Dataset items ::
- - - -

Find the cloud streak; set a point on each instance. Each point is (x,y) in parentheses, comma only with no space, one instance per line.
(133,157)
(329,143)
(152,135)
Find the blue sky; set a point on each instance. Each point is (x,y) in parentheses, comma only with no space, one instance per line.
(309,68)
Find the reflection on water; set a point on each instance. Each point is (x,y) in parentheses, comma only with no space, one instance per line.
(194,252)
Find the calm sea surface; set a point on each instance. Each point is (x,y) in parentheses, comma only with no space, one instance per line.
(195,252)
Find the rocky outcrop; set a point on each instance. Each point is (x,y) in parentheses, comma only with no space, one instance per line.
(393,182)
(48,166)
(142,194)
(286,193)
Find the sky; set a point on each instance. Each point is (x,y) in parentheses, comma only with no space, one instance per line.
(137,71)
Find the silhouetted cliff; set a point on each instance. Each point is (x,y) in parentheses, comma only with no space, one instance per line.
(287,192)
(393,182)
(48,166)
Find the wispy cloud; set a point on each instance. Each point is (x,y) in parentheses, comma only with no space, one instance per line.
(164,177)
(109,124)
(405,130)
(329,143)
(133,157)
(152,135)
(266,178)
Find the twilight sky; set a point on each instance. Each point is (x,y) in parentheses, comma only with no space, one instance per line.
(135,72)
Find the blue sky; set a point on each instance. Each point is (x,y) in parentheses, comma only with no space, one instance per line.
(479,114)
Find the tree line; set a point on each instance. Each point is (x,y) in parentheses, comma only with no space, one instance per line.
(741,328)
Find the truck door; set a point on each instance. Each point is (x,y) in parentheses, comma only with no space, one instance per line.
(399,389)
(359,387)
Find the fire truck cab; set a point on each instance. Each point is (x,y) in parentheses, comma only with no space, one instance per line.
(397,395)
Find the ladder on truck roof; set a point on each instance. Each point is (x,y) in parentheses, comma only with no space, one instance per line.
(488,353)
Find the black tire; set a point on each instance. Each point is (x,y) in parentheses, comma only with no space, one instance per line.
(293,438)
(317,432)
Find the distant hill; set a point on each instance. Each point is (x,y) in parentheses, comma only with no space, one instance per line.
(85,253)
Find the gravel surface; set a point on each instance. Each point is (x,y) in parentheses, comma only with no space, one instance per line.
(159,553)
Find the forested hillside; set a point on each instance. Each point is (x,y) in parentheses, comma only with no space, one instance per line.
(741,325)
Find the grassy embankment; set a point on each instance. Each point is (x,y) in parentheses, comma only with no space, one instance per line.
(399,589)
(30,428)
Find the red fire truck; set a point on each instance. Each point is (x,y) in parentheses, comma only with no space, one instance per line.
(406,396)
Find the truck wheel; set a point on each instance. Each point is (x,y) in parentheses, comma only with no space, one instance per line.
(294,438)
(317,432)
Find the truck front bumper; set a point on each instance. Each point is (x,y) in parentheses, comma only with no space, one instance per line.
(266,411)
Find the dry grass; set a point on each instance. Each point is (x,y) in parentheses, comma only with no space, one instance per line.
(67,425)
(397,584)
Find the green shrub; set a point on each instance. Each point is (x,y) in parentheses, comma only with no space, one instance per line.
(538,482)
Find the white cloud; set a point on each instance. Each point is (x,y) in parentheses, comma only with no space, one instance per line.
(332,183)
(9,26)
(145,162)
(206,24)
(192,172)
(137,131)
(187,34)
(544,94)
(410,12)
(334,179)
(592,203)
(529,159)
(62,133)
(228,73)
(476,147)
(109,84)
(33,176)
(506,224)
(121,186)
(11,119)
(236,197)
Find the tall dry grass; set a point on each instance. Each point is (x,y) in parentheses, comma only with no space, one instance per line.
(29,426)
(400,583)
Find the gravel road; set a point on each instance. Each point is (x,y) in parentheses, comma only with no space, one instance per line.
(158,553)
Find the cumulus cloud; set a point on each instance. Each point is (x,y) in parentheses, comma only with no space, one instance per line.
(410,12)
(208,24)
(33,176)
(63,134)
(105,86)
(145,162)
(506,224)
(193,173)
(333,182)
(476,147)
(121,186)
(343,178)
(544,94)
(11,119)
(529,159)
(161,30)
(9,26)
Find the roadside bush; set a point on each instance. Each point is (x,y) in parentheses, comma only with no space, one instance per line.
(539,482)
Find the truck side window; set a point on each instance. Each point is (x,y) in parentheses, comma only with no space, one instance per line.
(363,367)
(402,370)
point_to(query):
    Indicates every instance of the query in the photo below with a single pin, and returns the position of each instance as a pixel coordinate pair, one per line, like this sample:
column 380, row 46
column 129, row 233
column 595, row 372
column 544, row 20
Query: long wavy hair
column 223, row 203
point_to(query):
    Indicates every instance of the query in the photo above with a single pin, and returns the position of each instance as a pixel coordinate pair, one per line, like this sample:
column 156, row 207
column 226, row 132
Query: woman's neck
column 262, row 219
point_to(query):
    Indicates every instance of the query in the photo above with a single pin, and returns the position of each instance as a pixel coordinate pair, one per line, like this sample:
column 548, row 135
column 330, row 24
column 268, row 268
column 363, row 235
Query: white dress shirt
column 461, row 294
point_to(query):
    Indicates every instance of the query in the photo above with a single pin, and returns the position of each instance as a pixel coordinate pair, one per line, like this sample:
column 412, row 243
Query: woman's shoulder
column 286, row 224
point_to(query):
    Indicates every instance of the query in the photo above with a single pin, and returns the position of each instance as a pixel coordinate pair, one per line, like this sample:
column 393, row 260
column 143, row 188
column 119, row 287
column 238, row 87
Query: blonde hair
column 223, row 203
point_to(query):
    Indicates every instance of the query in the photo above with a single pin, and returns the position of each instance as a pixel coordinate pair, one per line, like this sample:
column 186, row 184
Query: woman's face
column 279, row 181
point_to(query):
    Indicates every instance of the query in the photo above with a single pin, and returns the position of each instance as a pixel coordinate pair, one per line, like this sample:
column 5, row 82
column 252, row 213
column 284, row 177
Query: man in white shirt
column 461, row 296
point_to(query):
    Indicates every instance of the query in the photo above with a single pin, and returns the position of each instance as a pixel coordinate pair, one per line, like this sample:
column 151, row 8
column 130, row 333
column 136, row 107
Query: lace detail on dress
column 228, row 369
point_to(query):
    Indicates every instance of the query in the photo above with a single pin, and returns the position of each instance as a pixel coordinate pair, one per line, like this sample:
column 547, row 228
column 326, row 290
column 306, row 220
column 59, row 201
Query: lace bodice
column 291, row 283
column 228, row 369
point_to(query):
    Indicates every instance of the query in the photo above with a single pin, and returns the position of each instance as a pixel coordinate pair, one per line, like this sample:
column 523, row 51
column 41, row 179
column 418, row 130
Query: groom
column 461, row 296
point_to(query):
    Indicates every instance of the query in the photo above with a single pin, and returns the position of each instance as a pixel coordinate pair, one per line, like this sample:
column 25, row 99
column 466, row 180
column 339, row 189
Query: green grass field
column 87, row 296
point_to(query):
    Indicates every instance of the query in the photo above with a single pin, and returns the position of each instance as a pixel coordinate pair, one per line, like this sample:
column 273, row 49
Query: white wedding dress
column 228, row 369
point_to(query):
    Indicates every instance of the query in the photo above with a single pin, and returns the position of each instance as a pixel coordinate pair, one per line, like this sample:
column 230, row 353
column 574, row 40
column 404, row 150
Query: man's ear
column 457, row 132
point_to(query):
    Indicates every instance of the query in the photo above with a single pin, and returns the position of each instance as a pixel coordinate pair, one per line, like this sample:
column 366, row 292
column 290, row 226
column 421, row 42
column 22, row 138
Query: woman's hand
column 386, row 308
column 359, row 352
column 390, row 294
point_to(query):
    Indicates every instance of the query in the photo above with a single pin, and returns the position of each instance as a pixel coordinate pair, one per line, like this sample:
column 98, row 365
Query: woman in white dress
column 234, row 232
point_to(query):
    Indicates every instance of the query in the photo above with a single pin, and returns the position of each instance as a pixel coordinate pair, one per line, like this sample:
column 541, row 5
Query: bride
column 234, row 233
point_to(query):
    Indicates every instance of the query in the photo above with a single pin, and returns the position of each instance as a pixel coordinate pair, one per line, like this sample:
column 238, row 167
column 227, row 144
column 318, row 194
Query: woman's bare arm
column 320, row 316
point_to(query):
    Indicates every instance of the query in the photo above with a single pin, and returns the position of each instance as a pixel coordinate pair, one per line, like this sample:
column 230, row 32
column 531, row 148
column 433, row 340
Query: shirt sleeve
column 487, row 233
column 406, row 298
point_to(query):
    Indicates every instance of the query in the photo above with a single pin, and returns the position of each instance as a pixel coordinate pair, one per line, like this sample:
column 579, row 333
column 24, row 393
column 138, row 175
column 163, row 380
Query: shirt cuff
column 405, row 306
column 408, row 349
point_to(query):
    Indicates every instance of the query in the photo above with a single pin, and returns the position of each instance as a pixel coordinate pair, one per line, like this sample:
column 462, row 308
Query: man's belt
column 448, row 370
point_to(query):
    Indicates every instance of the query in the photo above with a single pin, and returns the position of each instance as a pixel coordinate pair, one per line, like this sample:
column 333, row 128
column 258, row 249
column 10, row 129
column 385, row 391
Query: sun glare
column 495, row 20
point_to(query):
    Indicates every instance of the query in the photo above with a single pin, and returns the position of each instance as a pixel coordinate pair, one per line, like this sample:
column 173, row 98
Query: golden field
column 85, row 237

- - - -

Please repeat, exactly and only, the lines from the one containing "column 462, row 308" through the last line of the records, both included.

column 462, row 308
Query: man's belt
column 448, row 370
point_to(query):
    Indicates every instance of the query in the photo above with a single pin, and returns the position of each instance as a pixel coordinate pair, one per line, like this sample:
column 333, row 128
column 258, row 249
column 10, row 129
column 385, row 391
Query: sun glare
column 495, row 20
point_to(query):
    Indicates every instance of the query in the photo above with a single pin, and returns the position of each instance as a pixel coordinate pair, one per line, like this sample:
column 173, row 98
Query: golden field
column 85, row 237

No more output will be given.